§ DIRECTION:
Can you write out every line of the listing again, starting at the line that has "[locate] white flower" and continuing through its final line, with 80 added to each coordinate in the answers?
>> START ROWS
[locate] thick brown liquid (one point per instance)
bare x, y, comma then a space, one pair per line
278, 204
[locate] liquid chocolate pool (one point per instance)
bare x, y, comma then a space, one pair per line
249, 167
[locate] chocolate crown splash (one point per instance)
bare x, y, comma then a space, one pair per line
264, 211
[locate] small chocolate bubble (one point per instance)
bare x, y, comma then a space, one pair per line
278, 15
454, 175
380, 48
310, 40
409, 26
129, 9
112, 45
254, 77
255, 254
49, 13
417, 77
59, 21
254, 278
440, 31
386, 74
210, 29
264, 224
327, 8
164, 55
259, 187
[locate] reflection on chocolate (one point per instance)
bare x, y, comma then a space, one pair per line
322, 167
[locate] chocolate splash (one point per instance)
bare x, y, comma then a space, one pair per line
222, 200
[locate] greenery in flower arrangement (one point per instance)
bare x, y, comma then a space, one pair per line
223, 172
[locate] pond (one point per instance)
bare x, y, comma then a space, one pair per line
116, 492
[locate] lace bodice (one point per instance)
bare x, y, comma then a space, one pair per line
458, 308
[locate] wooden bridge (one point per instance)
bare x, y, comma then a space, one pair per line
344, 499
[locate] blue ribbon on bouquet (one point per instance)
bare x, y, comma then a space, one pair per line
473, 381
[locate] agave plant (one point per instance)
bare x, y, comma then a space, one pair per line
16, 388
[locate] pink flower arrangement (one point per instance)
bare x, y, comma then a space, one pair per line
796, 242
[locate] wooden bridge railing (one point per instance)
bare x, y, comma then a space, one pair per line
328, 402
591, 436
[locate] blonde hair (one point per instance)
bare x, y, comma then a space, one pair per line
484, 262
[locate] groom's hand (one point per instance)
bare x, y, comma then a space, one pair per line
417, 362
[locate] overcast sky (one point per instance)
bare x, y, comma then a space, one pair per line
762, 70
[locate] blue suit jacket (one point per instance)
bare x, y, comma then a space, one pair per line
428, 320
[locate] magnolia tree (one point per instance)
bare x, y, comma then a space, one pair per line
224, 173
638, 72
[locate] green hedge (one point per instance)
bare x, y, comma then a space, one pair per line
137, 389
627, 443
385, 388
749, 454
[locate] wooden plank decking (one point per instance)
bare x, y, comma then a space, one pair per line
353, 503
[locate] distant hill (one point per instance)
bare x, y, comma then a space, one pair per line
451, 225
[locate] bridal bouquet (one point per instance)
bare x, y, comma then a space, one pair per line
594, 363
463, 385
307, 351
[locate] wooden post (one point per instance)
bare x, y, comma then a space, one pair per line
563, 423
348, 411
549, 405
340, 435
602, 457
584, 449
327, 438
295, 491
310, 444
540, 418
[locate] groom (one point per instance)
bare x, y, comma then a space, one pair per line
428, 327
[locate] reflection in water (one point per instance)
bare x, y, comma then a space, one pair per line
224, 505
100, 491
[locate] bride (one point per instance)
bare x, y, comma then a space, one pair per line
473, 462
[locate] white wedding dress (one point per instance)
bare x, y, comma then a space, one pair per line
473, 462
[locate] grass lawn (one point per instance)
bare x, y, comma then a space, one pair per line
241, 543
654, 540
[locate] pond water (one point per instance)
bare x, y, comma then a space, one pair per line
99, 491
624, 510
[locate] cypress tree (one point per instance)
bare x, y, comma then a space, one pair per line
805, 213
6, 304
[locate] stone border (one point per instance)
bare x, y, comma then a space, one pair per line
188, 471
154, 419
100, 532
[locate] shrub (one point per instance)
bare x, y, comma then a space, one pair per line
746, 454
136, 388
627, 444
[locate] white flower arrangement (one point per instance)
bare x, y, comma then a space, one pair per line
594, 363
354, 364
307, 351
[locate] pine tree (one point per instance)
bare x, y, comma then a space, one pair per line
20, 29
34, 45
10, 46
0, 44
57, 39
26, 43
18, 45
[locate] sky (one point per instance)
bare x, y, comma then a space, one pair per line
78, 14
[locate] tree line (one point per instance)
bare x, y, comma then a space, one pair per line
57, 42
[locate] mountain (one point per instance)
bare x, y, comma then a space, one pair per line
>> END ROWS
§ EXERCISE RESPONSE:
[locate] white flower arrangement (one point per instance)
bare x, y, comma then a space, one pair per line
674, 443
434, 444
387, 431
[locate] pine tree (one point per instance)
bare x, y, comma then a space, one pair per line
100, 109
114, 125
90, 126
80, 124
137, 119
106, 123
98, 125
[locate] sky (one point per instance)
bare x, y, comma then a space, one pair per line
158, 94
[locate] tree line (one point per instance)
bare x, y, comma then a space, one pair per line
137, 122
[locate] mountain (one point per instance)
bare x, y, comma then a space, one pair per line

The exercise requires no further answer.